Assigned task => Your reply should be the whole listing, copied exactly, with the pictures left out.

+++ Provided records

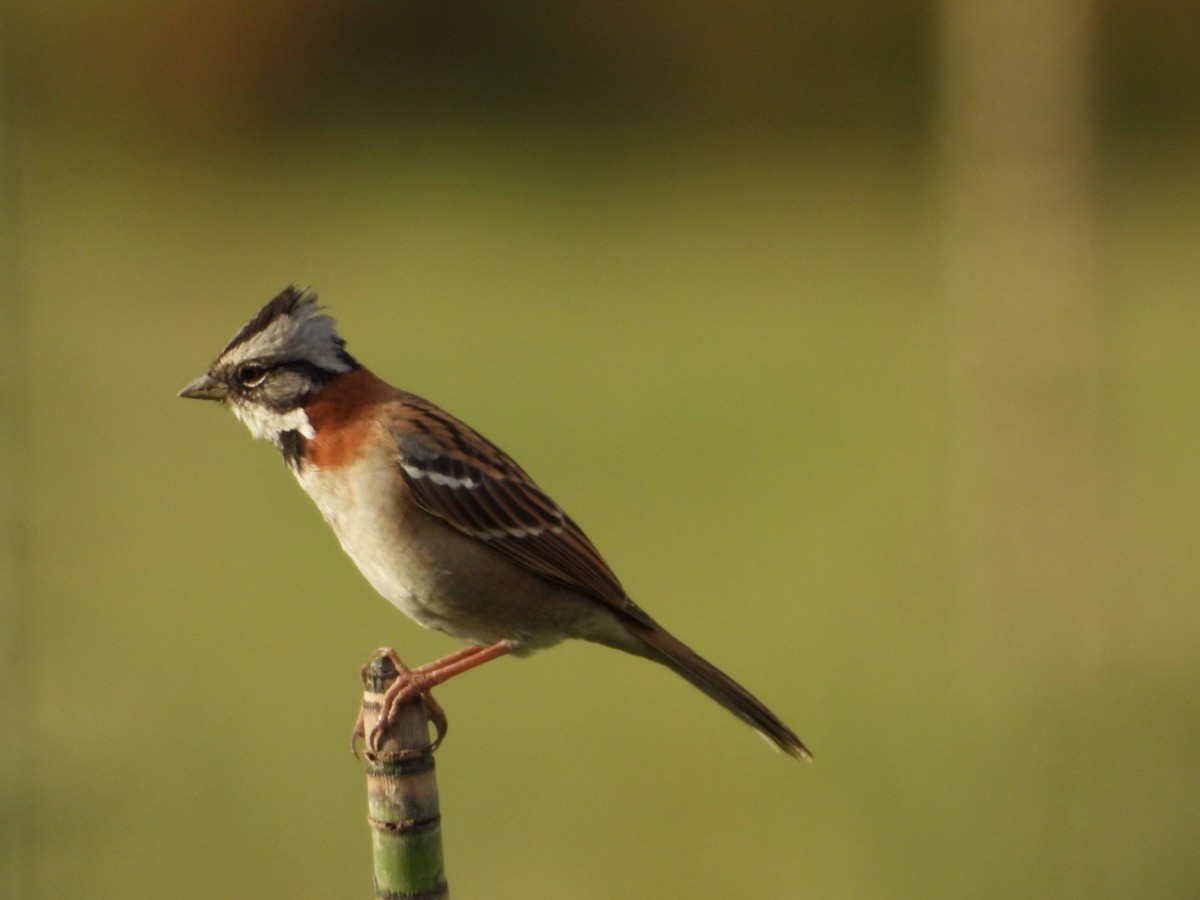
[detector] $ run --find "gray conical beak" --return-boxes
[178,373,228,401]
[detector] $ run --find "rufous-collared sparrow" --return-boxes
[180,286,810,760]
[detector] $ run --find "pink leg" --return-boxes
[368,641,516,752]
[411,643,492,675]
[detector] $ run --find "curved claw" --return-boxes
[349,707,367,759]
[423,691,448,751]
[363,665,447,755]
[363,690,448,752]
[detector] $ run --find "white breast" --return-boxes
[293,457,439,628]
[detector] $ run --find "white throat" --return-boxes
[232,403,315,443]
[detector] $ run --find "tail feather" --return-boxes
[626,620,812,761]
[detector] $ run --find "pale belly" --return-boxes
[296,460,445,629]
[292,455,631,655]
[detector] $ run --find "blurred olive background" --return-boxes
[1,2,1197,898]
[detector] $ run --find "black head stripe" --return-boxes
[220,285,312,357]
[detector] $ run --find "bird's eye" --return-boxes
[237,364,268,387]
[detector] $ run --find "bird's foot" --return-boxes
[352,641,516,756]
[351,649,448,758]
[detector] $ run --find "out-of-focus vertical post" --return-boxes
[938,1,1103,884]
[939,0,1103,673]
[0,3,30,896]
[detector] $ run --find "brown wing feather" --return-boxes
[392,395,649,623]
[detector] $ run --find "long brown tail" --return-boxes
[625,620,812,761]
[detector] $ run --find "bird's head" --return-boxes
[178,285,357,442]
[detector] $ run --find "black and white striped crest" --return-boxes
[216,285,354,375]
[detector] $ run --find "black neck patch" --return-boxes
[277,429,308,469]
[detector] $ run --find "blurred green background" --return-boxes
[1,2,1197,898]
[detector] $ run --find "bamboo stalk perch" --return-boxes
[361,651,449,900]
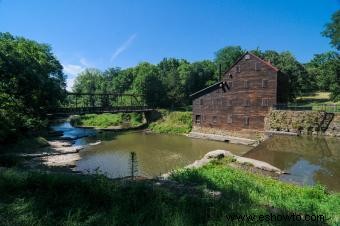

++++++

Task answer =>
[detector] $ run --find "gray conical beak" --return-boxes
[178,373,228,401]
[detector] $ run --find "rufous-collared sparrow" --return-boxes
[180,286,810,760]
[detector] $ run --find "pink leg" --return-boxes
[368,641,516,752]
[411,643,492,675]
[detector] $ run --find "curved claw" --return-boxes
[349,707,367,759]
[423,691,448,751]
[363,665,447,755]
[363,690,448,752]
[detector] $ run --find "white breast" --return-boxes
[293,457,439,628]
[detector] $ run --find "white throat" --return-boxes
[232,403,315,443]
[detector] $ run --find "tail feather" --return-boxes
[626,620,812,761]
[detector] $ run --find "pale belly" --return-boxes
[296,460,445,629]
[292,455,631,655]
[detector] $ run --find "blurred olive background" --return-boxes
[1,2,1197,898]
[detector] $ run --find "black head stripe" --return-boxes
[220,285,312,357]
[detector] $ run --find "bird's eye" --return-boxes
[237,364,268,387]
[detector] $ run --find "bird's foot" --return-boxes
[352,641,516,756]
[351,649,448,758]
[detector] $ run --find "out-of-focus vertical post" --return-boxes
[938,1,1103,884]
[939,0,1103,673]
[0,3,30,896]
[detector] $ run --find "brown wing feather" --return-boxes
[392,395,649,623]
[detector] $ run --find "long brown tail" --return-boxes
[625,620,812,761]
[detector] $ run --find "bird's head" --return-boxes
[178,285,357,442]
[detector] $ run --find "black and white striped crest" --return-boxes
[216,285,354,375]
[detector] $ run --find "black neck patch" --return-boxes
[277,429,308,469]
[detector] $ run --find "blurred green background" --return-boxes
[1,2,1197,898]
[detector] $ run --find "bamboo stalk perch" --return-boxes
[361,651,449,900]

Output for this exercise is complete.